## OBJECTIVE:
Rewrite the records below with every "photo" replaced by "image", keeping all other text the same and omitting the pictures.

## MATERIALS PROVIDED:
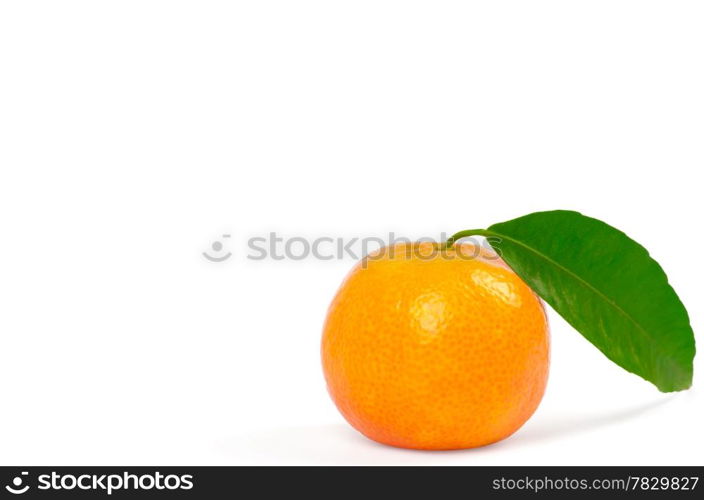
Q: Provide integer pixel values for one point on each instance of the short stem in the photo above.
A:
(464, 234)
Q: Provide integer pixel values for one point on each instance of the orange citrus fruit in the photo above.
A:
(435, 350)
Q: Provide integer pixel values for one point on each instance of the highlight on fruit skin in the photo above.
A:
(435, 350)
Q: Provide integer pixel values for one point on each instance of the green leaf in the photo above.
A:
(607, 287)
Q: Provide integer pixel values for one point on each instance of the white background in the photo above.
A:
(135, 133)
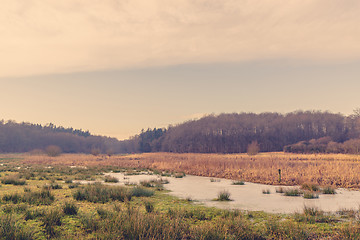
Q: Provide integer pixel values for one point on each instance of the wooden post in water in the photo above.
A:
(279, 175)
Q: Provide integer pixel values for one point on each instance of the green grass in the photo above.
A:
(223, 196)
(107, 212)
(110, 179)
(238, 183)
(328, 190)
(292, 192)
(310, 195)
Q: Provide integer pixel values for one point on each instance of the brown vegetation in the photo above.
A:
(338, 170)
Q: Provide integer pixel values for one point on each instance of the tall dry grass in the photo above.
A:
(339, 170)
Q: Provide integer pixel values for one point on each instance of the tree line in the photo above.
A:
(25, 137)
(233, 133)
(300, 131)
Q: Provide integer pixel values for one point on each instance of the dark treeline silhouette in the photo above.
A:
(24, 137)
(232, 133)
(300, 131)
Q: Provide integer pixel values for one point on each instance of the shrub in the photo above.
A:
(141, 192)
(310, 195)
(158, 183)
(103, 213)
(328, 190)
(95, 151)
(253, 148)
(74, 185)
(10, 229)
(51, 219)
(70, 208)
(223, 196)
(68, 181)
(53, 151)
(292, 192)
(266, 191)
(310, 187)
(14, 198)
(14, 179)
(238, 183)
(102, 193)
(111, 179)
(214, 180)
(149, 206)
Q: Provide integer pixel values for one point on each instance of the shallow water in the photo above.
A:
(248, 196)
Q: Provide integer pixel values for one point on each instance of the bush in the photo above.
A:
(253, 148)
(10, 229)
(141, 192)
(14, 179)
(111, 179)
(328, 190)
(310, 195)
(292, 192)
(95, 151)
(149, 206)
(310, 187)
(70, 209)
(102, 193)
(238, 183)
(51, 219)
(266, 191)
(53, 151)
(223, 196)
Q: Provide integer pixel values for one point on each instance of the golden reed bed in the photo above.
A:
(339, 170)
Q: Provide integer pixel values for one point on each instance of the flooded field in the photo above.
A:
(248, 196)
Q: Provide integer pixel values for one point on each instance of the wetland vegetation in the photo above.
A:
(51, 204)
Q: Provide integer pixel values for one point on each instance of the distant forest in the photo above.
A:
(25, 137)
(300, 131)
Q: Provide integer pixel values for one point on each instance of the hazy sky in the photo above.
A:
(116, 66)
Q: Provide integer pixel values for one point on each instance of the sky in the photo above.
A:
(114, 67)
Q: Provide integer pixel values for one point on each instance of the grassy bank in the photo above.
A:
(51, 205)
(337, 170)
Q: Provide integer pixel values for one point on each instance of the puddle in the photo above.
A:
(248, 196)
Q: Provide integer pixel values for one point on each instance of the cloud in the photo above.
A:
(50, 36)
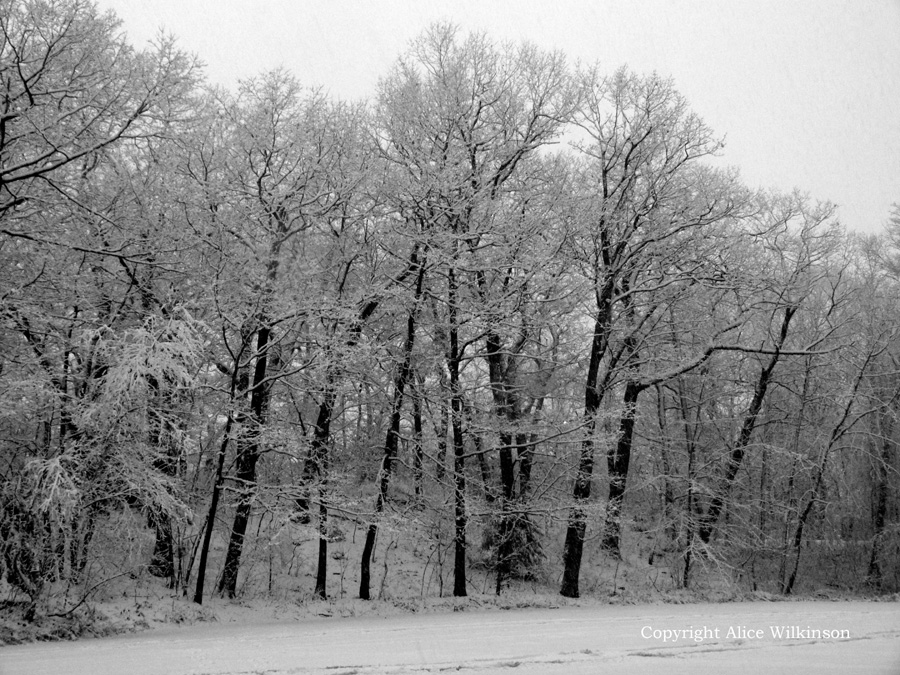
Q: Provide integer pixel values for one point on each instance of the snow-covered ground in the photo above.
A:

## FINAL RESULT:
Q: Provide integer pixel values for one point on each instance of the short stem in the image above.
A:
(464, 234)
Q: Provide integer pixel values for one point on each instance of the orange citrus fruit in the image above.
A:
(435, 350)
Q: Provide integer pixel values for one point on each instance of the highlight on fruit skin in the image above.
A:
(435, 350)
Q: Provide integer pixel values for one point on each instance of the green leaf in the image above.
A:
(607, 287)
Q: Provide integer pixel values for one point on each instance of the white background in the image above.
A:
(135, 133)
Q: Provide integer pixel values for one point on each instance of the wooden post in water in the image above.
A:
(279, 175)
Q: Provide integer pixel values for one point on each instance of the green grass in the image above.
A:
(223, 196)
(107, 212)
(110, 179)
(238, 183)
(328, 190)
(292, 192)
(310, 195)
Q: Provide integer pixel values for one point on each instance of the brown vegetation in the image above.
A:
(338, 170)
Q: Provide integer pixel values for one point on each instance of the tall dry grass in the image above.
A:
(339, 170)
Q: Provide integer pixel values for one point on each instance of the tree line in the image above.
A:
(25, 137)
(233, 133)
(300, 131)
Q: Provide integer pixel values for one point on each instance of the dark treeline silhouette in the image above.
A:
(24, 137)
(232, 133)
(300, 131)
Q: Provide integer pixel values for one point on each instance of the shrub in the image above.
A:
(141, 192)
(310, 195)
(158, 183)
(103, 213)
(328, 190)
(95, 151)
(253, 148)
(74, 185)
(10, 229)
(51, 219)
(70, 208)
(223, 196)
(68, 181)
(53, 151)
(292, 192)
(266, 191)
(310, 187)
(14, 198)
(14, 179)
(238, 183)
(102, 193)
(111, 179)
(214, 180)
(149, 206)
Q: Provide integer pixel values for one point on each instance of the shallow water in the image above.
A:
(248, 196)
Q: Provide integer pixel values for one point on each instance of the bush in the image above.
A:
(253, 148)
(10, 229)
(141, 192)
(14, 179)
(111, 179)
(328, 190)
(310, 195)
(292, 192)
(95, 151)
(149, 206)
(310, 187)
(70, 209)
(102, 193)
(238, 183)
(51, 219)
(266, 191)
(53, 151)
(223, 196)
Q: Provide integer pixel values for one point on each instance of the golden reed bed in the image above.
A:
(339, 170)
Q: Provide integer pixel values for one point on each instance of the flooded field in the image above.
A:
(248, 196)
Q: Provide integer pixel values for one point on each instance of the wetland vegetation in the image above.
A:
(51, 204)
Q: Provide integer pixel values for one point on each instance of the distant forest in the image above.
A:
(25, 137)
(300, 131)
Q: Provide integer pixel values for one point on each instance of the hazy sky in the image above.
A:
(116, 66)
Q: Provide integer pixel values for one point on each instance of the sky in the image above.
A:
(114, 67)
Q: Provide integer pixel values for one point on each instance of the grassy bank in the image above.
A:
(51, 205)
(337, 170)
Q: Provide integer pixel values for one point on each instance of the puddle in the image above.
A:
(248, 196)
Q: Provide integer pixel values for one point on each instance of the cloud in the image above.
A:
(50, 36)
Q: Provide integer pixel values for one point on each instance of the snow-covered ground in the image above.
A:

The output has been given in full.